#### Description of the task
Somewhere in the records below is a line containing "the white van". Copy that line and everything after it through the end, unchanged.
(Working data begins)
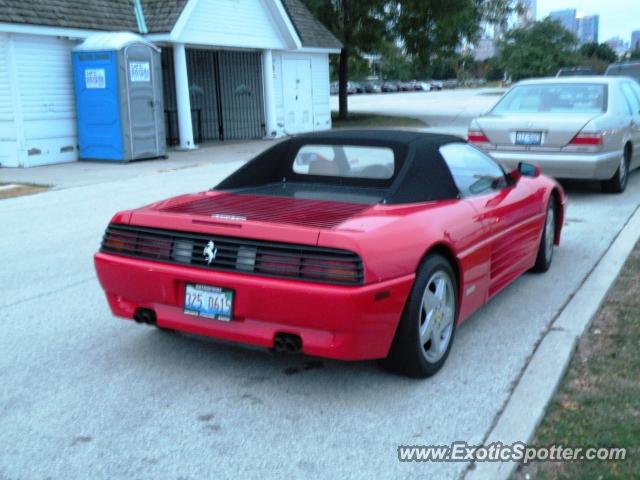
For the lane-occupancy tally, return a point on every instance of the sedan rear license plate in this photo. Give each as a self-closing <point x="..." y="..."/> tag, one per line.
<point x="528" y="138"/>
<point x="208" y="301"/>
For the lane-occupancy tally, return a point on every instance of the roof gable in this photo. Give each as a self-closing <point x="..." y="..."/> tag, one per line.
<point x="160" y="16"/>
<point x="312" y="33"/>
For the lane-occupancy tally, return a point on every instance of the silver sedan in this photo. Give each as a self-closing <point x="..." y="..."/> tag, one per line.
<point x="577" y="127"/>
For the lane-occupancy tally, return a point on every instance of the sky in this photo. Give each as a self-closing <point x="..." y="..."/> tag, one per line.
<point x="618" y="18"/>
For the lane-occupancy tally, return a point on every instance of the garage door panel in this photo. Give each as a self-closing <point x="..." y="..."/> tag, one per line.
<point x="43" y="67"/>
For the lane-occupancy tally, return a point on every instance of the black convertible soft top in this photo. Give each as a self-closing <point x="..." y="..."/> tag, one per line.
<point x="420" y="175"/>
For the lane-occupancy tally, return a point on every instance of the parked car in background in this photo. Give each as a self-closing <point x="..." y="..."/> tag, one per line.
<point x="390" y="86"/>
<point x="407" y="86"/>
<point x="576" y="127"/>
<point x="372" y="87"/>
<point x="574" y="71"/>
<point x="625" y="69"/>
<point x="349" y="245"/>
<point x="422" y="86"/>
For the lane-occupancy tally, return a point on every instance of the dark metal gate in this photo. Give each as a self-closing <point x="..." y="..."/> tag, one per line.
<point x="225" y="89"/>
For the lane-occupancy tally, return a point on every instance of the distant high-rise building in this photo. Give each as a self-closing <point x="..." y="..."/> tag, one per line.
<point x="617" y="45"/>
<point x="635" y="39"/>
<point x="567" y="19"/>
<point x="588" y="28"/>
<point x="485" y="48"/>
<point x="527" y="12"/>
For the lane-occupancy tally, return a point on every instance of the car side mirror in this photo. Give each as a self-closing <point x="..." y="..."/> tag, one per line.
<point x="528" y="170"/>
<point x="514" y="175"/>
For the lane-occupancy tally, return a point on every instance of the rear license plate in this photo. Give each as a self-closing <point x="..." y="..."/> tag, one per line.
<point x="208" y="301"/>
<point x="528" y="138"/>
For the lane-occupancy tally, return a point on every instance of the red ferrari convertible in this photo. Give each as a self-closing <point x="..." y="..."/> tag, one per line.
<point x="347" y="244"/>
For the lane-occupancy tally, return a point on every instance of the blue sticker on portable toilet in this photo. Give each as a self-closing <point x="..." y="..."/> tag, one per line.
<point x="119" y="102"/>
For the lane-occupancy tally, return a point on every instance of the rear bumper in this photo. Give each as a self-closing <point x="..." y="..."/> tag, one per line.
<point x="588" y="166"/>
<point x="345" y="323"/>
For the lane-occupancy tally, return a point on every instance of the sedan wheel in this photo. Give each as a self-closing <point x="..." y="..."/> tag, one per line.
<point x="427" y="327"/>
<point x="545" y="250"/>
<point x="618" y="183"/>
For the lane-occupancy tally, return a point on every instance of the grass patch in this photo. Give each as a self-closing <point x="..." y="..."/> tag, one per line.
<point x="10" y="190"/>
<point x="365" y="120"/>
<point x="598" y="401"/>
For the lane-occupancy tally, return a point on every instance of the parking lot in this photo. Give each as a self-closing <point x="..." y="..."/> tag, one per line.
<point x="86" y="395"/>
<point x="444" y="110"/>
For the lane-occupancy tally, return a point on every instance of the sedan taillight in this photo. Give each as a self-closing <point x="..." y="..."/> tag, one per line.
<point x="477" y="136"/>
<point x="588" y="139"/>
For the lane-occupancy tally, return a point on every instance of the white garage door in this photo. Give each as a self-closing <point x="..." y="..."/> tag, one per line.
<point x="298" y="95"/>
<point x="45" y="88"/>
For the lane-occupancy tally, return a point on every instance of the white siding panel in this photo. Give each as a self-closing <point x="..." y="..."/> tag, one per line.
<point x="8" y="141"/>
<point x="278" y="89"/>
<point x="319" y="64"/>
<point x="232" y="23"/>
<point x="6" y="106"/>
<point x="47" y="99"/>
<point x="320" y="79"/>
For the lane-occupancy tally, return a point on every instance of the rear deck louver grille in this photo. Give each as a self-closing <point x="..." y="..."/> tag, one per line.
<point x="257" y="257"/>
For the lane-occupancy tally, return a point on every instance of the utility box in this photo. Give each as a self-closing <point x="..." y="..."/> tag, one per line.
<point x="119" y="102"/>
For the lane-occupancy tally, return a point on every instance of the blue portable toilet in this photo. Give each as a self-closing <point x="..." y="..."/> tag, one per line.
<point x="119" y="102"/>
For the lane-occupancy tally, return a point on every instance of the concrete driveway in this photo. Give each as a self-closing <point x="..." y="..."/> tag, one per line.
<point x="85" y="395"/>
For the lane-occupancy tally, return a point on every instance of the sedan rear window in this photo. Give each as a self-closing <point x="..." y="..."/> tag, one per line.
<point x="554" y="98"/>
<point x="347" y="161"/>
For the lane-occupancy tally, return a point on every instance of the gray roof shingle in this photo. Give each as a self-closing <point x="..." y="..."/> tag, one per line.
<point x="85" y="14"/>
<point x="160" y="16"/>
<point x="310" y="30"/>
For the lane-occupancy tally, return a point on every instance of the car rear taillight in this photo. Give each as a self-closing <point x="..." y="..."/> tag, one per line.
<point x="342" y="271"/>
<point x="588" y="139"/>
<point x="117" y="243"/>
<point x="477" y="136"/>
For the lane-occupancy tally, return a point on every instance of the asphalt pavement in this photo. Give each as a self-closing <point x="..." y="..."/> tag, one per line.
<point x="448" y="111"/>
<point x="85" y="395"/>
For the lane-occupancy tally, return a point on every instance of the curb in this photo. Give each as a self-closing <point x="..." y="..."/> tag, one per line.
<point x="527" y="404"/>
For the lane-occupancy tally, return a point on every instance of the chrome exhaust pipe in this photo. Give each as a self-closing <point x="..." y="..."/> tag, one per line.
<point x="287" y="343"/>
<point x="145" y="315"/>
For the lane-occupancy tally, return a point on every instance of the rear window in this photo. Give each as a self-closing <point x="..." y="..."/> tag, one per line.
<point x="554" y="98"/>
<point x="625" y="70"/>
<point x="348" y="161"/>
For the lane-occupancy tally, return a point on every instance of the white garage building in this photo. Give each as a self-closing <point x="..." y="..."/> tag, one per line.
<point x="232" y="69"/>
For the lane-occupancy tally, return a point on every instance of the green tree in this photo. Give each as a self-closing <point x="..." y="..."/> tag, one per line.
<point x="537" y="50"/>
<point x="361" y="26"/>
<point x="426" y="28"/>
<point x="435" y="28"/>
<point x="600" y="51"/>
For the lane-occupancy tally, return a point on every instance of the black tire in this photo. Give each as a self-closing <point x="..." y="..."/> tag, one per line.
<point x="407" y="354"/>
<point x="545" y="249"/>
<point x="618" y="183"/>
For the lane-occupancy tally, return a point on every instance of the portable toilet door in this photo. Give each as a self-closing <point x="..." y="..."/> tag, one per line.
<point x="144" y="134"/>
<point x="119" y="104"/>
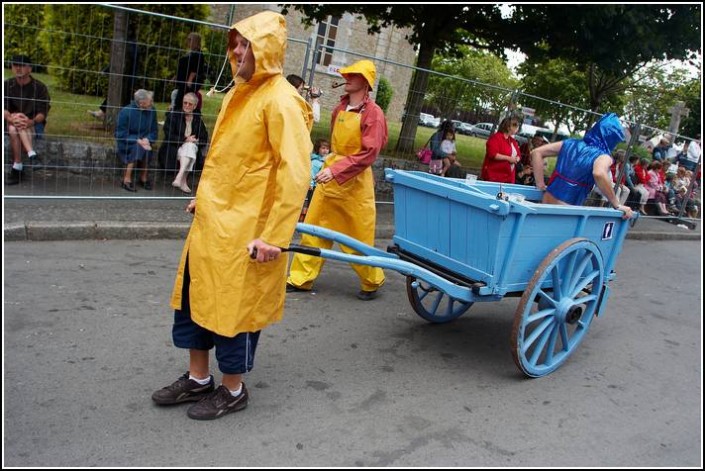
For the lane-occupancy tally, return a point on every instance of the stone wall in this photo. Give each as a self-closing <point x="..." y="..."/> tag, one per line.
<point x="389" y="45"/>
<point x="95" y="159"/>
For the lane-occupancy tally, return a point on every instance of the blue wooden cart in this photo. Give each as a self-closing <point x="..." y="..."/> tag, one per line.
<point x="459" y="243"/>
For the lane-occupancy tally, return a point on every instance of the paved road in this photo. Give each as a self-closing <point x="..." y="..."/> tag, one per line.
<point x="344" y="383"/>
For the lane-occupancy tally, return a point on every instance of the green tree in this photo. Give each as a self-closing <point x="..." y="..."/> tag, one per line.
<point x="384" y="94"/>
<point x="22" y="24"/>
<point x="78" y="40"/>
<point x="432" y="29"/>
<point x="452" y="96"/>
<point x="609" y="43"/>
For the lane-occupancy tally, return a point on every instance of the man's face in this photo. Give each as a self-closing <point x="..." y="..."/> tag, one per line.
<point x="244" y="56"/>
<point x="21" y="70"/>
<point x="145" y="103"/>
<point x="354" y="83"/>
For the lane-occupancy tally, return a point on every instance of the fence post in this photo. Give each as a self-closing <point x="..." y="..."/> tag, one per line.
<point x="117" y="68"/>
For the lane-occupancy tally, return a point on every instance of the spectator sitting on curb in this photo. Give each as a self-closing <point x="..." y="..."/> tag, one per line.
<point x="26" y="105"/>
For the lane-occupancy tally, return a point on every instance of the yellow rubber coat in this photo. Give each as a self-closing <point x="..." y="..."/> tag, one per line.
<point x="254" y="182"/>
<point x="348" y="208"/>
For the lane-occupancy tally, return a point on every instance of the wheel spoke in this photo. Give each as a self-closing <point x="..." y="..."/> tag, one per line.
<point x="557" y="307"/>
<point x="423" y="292"/>
<point x="540" y="314"/>
<point x="439" y="307"/>
<point x="545" y="336"/>
<point x="436" y="303"/>
<point x="565" y="341"/>
<point x="536" y="333"/>
<point x="585" y="299"/>
<point x="551" y="345"/>
<point x="544" y="295"/>
<point x="569" y="267"/>
<point x="556" y="275"/>
<point x="584" y="283"/>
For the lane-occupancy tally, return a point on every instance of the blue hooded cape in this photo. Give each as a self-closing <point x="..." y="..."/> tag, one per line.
<point x="572" y="180"/>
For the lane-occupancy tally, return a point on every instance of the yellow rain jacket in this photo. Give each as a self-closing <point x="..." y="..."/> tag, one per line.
<point x="253" y="185"/>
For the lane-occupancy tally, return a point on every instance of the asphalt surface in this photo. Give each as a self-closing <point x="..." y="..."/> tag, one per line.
<point x="340" y="382"/>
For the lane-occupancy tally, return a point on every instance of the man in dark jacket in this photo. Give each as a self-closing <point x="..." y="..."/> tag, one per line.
<point x="26" y="105"/>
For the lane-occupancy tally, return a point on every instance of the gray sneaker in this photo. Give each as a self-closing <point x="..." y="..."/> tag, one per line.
<point x="183" y="390"/>
<point x="219" y="403"/>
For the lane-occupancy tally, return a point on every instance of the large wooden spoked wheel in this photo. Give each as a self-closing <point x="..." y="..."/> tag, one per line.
<point x="557" y="307"/>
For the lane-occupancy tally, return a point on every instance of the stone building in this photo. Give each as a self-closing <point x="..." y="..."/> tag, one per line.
<point x="351" y="42"/>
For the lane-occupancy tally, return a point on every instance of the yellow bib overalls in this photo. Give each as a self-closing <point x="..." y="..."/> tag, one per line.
<point x="348" y="208"/>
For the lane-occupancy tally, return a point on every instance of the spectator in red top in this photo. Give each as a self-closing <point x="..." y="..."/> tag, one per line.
<point x="642" y="178"/>
<point x="502" y="153"/>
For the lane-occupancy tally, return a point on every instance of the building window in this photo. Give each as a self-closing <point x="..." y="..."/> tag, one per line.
<point x="327" y="32"/>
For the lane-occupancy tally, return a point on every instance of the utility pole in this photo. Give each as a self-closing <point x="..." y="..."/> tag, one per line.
<point x="117" y="68"/>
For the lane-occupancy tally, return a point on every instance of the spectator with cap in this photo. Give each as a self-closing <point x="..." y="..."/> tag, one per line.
<point x="310" y="93"/>
<point x="661" y="150"/>
<point x="25" y="110"/>
<point x="537" y="140"/>
<point x="692" y="155"/>
<point x="344" y="200"/>
<point x="135" y="133"/>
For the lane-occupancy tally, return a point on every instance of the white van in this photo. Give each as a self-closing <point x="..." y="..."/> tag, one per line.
<point x="427" y="120"/>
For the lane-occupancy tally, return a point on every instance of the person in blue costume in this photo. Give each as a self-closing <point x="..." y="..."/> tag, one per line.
<point x="581" y="164"/>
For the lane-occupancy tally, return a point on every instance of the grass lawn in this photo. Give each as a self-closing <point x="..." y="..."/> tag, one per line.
<point x="68" y="117"/>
(Working data ends)
#### Task output
For the lane-occupancy tally, return a point on every instance of the white van in this photo. Give each as a self-closing <point x="..." y="..."/> tag, one per line.
<point x="427" y="120"/>
For the lane-occupancy tally, return a point on every instance of the person in blue costume in this photo. Give each as a self-closing <point x="..." y="..."/> tag, one per line.
<point x="581" y="164"/>
For the lane-occupancy tally, return a point on every instance of the grass lawn in this photo. Give each as a self-closing <point x="..." y="..."/> tag, one per line.
<point x="68" y="117"/>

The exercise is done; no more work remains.